Although the Duggans plan to reopen after making upgrades, the restaurant’s final day of operation in its current form will be Jan. 26.
Employees say that since the closure was announced, the Italian-American restaurant has seen a significant uptick in business from longtime customers. On a recent night, the bar, lobby and both dining rooms were packed.
While electrician Jim Hoogerhyde waited to be seated, he explained that he’d been coming to Joe’s of Westlake for more than 20 years, and he was “extremely unhappy” about the impending closure.
“It’s going to be sad to see it go, which is why I came here tonight,” he said.
Like ‘Closing Disneyland’
The restaurant’s workers also expressed sadness and surprise. Hostess Laura Howell said she expected to work at Joe’s of Westlake until she retired, and fellow hostess Jackie Rodriguez said she was devastated by the news. Rodriguez said her father had been an employee for 30 years, and she grew up with Joe’s.
“Somebody told me it’s like they’re closing Disneyland,” she said.
Another employee with a multi-generational connection to the restaurant is server Stephanie Grey, who said of the closure, “My grandpa is rolling over in his grave right now.”

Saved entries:
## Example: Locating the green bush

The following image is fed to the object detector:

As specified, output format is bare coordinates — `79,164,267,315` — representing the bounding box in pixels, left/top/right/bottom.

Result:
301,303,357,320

---

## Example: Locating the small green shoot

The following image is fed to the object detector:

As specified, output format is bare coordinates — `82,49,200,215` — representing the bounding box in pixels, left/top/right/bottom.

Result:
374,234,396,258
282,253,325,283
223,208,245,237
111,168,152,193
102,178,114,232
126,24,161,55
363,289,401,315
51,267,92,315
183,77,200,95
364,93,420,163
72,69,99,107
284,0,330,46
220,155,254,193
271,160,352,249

Activity list:
1 > From the Joe's of Westlake article, set down the passage between "Employees say that" and "up with Joe’s.", inclusive.
2 > Answer these questions using the Joe's of Westlake article:
(a) On what date will the restaurant's final day of operation in its current form be?
(b) For how many years has Jim Hoogerhyde been coming to Joe's of Westlake?
(c) How long was Jackie Rodriguez's father an employee?

Results:
1 >
Employees say that since the closure was announced, the Italian-American restaurant has seen a significant uptick in business from longtime customers. On a recent night, the bar, lobby and both dining rooms were packed.
While electrician Jim Hoogerhyde waited to be seated, he explained that he’d been coming to Joe’s of Westlake for more than 20 years, and he was “extremely unhappy” about the impending closure.
“It’s going to be sad to see it go, which is why I came here tonight,” he said.
Like ‘Closing Disneyland’
The restaurant’s workers also expressed sadness and surprise. Hostess Laura Howell said she expected to work at Joe’s of Westlake until she retired, and fellow hostess Jackie Rodriguez said she was devastated by the news. Rodriguez said her father had been an employee for 30 years, and she grew up with Joe’s.

2 >
(a) Jan. 26
(b) More than 20 years
(c) 30 years